• _Assigned task 1_
Summarize the post on STEM enrollment in two sentences.
• _Assigned task 2_
Repeat the part of the STEM enrollment post starting at "Policy makers regularly" and ending at "Inside Higher Ed.".
• _Assigned task 3_
Go on with the post on STEM enrollment from the point where it stops.

• _Excerpt_
- Opening Delimiter -
Archive for August 10, 2014
Study finds increased STEM enrollment: Taking from education and business
First the good news: STEM enrollment is up. Then the surprising news: Humanities are not losing students to STEM. Rather, it’s the professional fields like education that are losing enrollment. That makes CS Ed (and other STEM discipline-based education research (DBER) fields) the odd winner-losers. Yay, there are more students, but there will be fewer STEM teachers in the future to teach them.
Policy makers regularly talk about the need to encourage more undergraduates to pursue science and technology fields. New data suggest that undergraduates at four-year institutions in fact have become much more likely to study those fields, especially engineering and biology.
And while much of the public discussion of STEM enrollments has suggested a STEM vs. liberal arts dichotomy (even though some STEM fields are in fact liberal arts disciplines), the new study suggests that this is not the dynamic truly at play. Rather, STEM enrollments are growing while professional field enrollments (especially business and education) are shrinking.
via Study finds increased STEM enrollment since the recession | Inside Higher Ed.
- Closing Delimiter -
• _Dataset entries_
- Opening Delimiter -
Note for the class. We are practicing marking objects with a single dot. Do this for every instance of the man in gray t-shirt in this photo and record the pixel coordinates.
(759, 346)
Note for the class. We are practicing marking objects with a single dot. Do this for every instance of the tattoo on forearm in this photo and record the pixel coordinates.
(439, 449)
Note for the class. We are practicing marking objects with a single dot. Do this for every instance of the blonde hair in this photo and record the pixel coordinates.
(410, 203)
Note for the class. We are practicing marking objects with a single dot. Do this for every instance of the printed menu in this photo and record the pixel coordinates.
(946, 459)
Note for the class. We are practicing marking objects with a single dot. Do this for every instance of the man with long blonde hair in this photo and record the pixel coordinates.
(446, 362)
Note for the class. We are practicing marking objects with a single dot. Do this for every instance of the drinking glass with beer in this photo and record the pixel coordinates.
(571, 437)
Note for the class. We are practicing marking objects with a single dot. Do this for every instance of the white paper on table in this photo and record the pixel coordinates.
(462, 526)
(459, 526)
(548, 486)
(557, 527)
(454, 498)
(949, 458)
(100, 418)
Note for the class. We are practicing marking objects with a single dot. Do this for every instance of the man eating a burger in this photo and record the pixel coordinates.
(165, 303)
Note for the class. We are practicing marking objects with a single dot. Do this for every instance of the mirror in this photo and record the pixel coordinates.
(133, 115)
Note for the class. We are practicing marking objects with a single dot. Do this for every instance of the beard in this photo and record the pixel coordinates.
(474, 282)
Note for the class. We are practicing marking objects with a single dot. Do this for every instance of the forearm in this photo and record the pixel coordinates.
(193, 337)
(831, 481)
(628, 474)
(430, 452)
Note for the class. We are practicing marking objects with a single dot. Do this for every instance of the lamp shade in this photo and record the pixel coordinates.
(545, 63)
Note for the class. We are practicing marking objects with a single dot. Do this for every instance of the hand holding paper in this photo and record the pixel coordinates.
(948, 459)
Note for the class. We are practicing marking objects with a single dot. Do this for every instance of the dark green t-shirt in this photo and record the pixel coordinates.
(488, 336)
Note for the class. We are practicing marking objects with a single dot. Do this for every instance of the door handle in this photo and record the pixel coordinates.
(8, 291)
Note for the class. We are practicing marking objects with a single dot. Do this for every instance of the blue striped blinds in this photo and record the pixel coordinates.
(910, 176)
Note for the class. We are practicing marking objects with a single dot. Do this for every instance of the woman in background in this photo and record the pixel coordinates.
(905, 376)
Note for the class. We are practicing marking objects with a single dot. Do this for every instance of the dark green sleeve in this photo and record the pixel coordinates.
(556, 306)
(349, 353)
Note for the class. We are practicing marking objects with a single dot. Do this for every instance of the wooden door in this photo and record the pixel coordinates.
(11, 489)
- Closing Delimiter -
• _Answer box 1_
New data show that undergraduates at four-year institutions have become much more likely to study STEM fields, especially engineering and biology. The growth is not coming at the expense of the humanities but of professional fields such as business and education, which means there may be fewer STEM teachers in the future.

• _Answer box 2_
Policy makers regularly talk about the need to encourage more undergraduates to pursue science and technology fields. New data suggest that undergraduates at four-year institutions in fact have become much more likely to study those fields, especially engineering and biology.
And while much of the public discussion of STEM enrollments has suggested a STEM vs. liberal arts dichotomy (even though some STEM fields are in fact liberal arts disciplines), the new study suggests that this is not the dynamic truly at play. Rather, STEM enrollments are growing while professional field enrollments (especially business and education) are shrinking.
via Study finds increased STEM enrollment since the recession | Inside Higher Ed.

• _Answer box 3_
The ComputerWorldK agrees. They claim that the smart students were going into business, then Wall Street collapsed, and now they’re going into CS and that’s why we’re having sky-rocketing enrollments.
The number of computer science graduates will continue to increase. Computer science enrollments rose by nearly 30% in the 2011-12 academic year, and they increased 23% the year before that.
The trend of enrollment increases since 2010 bodes well for a “future increase in undergraduate computing production,” according to the report.
The recession that hit in 2008 sent IT unemployment soaring, but it may have done more damage to the finance sector, especially in terms of reputation. That prompted some educators at the time to predict that the recession might send math-inclined students from the world of hedge funds to computer science.
via Wall Street’s collapse was computer science’s gain – Computerworld.